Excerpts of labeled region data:
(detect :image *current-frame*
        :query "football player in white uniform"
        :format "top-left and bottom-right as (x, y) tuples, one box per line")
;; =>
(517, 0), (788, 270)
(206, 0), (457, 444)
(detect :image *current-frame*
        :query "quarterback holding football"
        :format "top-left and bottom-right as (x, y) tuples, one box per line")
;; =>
...
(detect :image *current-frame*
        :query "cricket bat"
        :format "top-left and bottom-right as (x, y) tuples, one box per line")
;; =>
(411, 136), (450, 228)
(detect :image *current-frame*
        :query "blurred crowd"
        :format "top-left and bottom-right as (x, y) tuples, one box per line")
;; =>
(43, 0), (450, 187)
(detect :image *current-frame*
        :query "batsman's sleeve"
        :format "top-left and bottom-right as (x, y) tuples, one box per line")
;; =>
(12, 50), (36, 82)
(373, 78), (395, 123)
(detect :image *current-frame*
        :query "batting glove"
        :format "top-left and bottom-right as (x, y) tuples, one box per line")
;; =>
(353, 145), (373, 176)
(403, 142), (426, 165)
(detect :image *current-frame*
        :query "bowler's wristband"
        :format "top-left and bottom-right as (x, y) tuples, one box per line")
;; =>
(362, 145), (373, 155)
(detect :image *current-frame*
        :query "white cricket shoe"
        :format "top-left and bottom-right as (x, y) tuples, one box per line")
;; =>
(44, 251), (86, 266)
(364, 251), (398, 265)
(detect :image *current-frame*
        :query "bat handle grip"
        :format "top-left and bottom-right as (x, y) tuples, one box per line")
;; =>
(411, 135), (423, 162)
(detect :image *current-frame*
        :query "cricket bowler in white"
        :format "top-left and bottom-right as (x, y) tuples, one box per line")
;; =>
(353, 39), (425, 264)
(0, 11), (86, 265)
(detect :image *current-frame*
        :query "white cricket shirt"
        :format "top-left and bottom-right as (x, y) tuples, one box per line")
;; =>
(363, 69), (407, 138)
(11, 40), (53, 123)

→ Task:
Report how many lines in the listing contain the word "football", giving only the number.

→ Reply:
2